▸ What you are asked to do
Quote word for word the lines of the entries below, from the line with "Teacher note: have the class pick out the night" to the end of the entries, including both ends.

[Begin Provided data]

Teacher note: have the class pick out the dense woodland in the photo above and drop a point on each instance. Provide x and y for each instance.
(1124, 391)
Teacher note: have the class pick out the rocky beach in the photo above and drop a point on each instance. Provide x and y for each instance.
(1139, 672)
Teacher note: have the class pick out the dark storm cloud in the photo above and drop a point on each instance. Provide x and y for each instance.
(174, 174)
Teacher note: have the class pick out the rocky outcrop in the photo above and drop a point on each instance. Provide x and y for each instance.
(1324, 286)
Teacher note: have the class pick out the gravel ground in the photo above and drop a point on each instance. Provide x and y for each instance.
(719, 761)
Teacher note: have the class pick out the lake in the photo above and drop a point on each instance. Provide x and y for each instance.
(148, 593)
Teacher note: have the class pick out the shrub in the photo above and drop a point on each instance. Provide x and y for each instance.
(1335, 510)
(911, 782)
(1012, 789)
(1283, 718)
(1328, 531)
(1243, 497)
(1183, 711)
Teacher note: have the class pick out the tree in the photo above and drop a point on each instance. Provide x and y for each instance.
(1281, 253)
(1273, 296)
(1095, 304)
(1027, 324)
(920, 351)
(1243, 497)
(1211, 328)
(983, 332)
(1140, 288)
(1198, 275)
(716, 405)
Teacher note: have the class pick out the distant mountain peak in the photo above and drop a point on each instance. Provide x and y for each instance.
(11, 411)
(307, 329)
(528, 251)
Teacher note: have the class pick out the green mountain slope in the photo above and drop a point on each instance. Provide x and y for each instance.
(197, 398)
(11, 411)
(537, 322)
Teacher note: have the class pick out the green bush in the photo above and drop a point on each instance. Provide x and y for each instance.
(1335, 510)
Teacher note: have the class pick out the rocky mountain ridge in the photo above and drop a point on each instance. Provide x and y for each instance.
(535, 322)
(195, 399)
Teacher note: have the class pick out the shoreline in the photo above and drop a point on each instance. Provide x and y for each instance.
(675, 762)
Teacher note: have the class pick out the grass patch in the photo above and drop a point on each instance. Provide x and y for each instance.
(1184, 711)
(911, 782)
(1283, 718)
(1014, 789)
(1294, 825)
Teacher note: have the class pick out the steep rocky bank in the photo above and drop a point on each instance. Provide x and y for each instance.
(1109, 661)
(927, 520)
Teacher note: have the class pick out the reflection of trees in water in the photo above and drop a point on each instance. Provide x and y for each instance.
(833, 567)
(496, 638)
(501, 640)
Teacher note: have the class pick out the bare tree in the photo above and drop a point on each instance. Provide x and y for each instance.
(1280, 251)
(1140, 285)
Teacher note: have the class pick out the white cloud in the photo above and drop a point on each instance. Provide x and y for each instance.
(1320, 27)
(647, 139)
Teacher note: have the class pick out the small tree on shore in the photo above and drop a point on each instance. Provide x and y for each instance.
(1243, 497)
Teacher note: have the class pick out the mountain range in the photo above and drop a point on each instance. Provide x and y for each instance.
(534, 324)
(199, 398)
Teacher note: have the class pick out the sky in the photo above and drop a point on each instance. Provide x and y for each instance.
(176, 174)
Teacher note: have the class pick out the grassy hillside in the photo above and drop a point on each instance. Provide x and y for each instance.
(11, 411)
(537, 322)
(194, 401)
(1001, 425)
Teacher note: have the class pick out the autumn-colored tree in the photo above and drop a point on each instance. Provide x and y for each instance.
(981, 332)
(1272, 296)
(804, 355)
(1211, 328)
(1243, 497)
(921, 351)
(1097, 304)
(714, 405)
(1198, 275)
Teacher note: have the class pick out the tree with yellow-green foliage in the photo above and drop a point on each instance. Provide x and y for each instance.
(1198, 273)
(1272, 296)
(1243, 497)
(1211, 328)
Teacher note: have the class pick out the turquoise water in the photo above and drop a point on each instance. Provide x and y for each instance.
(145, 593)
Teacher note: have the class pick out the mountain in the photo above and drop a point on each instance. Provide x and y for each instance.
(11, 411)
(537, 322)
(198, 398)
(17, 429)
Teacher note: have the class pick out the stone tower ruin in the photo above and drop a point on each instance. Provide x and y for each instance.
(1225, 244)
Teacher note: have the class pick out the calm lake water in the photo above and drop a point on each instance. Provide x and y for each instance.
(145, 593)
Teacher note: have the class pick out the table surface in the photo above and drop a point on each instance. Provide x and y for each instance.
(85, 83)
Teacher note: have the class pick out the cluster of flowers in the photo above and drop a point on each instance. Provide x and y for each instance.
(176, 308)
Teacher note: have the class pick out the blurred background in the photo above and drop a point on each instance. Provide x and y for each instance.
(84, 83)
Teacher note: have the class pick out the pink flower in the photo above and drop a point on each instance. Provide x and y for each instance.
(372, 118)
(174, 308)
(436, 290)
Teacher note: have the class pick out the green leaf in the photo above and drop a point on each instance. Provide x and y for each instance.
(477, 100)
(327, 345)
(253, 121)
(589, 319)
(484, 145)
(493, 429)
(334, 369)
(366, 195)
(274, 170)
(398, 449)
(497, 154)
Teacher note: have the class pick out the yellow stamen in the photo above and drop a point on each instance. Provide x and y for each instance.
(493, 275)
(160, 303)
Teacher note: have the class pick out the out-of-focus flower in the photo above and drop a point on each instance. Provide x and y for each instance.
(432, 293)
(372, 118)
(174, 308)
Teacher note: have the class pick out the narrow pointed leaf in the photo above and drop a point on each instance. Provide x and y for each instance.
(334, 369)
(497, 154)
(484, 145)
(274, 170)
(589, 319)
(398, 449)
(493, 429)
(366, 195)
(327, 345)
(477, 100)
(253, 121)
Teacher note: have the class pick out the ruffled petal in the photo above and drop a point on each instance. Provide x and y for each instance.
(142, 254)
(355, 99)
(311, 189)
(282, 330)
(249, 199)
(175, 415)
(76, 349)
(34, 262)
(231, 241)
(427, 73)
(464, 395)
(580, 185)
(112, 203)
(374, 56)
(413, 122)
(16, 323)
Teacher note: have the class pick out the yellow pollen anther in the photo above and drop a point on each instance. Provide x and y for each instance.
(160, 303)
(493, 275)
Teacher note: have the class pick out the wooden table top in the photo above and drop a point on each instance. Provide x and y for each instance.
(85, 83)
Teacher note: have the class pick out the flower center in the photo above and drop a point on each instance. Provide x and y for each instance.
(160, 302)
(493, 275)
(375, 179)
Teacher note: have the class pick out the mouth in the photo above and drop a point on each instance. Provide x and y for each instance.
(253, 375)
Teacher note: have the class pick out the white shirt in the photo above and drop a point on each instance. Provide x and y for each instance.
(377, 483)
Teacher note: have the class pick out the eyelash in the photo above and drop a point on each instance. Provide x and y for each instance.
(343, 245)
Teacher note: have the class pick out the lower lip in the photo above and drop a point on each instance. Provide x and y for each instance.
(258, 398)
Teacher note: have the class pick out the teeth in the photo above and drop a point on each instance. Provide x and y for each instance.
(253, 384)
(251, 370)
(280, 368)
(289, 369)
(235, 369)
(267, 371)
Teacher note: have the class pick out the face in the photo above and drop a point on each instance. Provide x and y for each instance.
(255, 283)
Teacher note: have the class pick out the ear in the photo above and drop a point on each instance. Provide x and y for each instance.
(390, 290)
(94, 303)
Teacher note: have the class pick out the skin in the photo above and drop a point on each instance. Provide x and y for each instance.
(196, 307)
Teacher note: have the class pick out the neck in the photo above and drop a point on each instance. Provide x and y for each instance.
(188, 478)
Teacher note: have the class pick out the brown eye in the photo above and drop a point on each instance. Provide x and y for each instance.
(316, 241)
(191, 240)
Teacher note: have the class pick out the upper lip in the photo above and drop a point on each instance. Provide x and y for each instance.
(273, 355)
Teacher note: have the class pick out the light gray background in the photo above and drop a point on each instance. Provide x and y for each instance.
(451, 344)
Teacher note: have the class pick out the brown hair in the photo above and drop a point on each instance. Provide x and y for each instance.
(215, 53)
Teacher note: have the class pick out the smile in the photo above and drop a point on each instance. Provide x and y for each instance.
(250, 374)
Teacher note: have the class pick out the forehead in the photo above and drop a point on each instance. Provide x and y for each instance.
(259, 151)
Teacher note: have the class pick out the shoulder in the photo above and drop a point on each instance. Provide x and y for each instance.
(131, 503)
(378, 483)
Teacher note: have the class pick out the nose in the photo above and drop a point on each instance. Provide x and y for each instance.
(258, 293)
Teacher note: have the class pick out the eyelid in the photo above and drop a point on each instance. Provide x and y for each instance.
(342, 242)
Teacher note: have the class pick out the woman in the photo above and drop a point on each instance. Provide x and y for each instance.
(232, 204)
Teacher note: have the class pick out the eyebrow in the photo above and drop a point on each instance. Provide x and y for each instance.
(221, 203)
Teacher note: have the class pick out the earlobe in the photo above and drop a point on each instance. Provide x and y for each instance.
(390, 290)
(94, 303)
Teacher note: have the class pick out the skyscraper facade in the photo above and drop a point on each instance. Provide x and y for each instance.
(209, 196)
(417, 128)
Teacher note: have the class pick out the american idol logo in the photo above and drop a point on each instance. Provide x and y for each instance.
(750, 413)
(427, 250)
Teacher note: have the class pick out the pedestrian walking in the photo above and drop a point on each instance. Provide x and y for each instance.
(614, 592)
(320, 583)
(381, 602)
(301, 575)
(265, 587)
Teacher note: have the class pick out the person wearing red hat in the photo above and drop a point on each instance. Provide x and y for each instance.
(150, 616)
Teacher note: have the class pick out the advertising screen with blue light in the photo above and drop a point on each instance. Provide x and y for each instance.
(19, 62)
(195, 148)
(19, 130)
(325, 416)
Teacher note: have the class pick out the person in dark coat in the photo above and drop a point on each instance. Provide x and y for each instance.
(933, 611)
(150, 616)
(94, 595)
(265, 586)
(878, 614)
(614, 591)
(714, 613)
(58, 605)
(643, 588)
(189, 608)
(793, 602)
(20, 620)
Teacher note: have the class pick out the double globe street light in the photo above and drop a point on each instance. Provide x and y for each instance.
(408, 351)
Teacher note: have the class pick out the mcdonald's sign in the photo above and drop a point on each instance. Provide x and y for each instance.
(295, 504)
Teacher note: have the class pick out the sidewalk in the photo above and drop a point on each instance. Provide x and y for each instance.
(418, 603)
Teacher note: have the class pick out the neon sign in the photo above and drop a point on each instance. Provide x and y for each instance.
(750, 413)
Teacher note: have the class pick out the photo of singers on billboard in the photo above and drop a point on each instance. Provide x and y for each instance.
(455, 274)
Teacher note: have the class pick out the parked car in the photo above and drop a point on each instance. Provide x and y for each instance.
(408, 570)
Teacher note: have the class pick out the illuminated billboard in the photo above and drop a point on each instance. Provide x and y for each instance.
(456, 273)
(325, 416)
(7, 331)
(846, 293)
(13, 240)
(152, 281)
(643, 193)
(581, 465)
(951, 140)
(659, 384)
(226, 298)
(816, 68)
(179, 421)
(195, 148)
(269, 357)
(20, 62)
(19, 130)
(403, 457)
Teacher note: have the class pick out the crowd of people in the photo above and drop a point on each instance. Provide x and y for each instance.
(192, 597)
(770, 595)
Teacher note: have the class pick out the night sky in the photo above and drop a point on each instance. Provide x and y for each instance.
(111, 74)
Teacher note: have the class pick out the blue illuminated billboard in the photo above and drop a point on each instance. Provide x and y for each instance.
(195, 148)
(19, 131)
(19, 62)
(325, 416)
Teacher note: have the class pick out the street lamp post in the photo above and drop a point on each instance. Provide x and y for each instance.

[End Provided data]

▸ Result
Teacher note: have the class pick out the night sky in the photo above and drop a point on each instance. Provide x and y for each instance.
(111, 74)
Teacher note: have the class pick out the blue illuminated billboard in the photo above and drop a point on each instance. Provide x and y for each instance.
(195, 148)
(19, 131)
(19, 62)
(325, 416)
Teacher note: have the class pick out the street lamp post in the photo above and drop a point on each instance. Provide x and y for each instance.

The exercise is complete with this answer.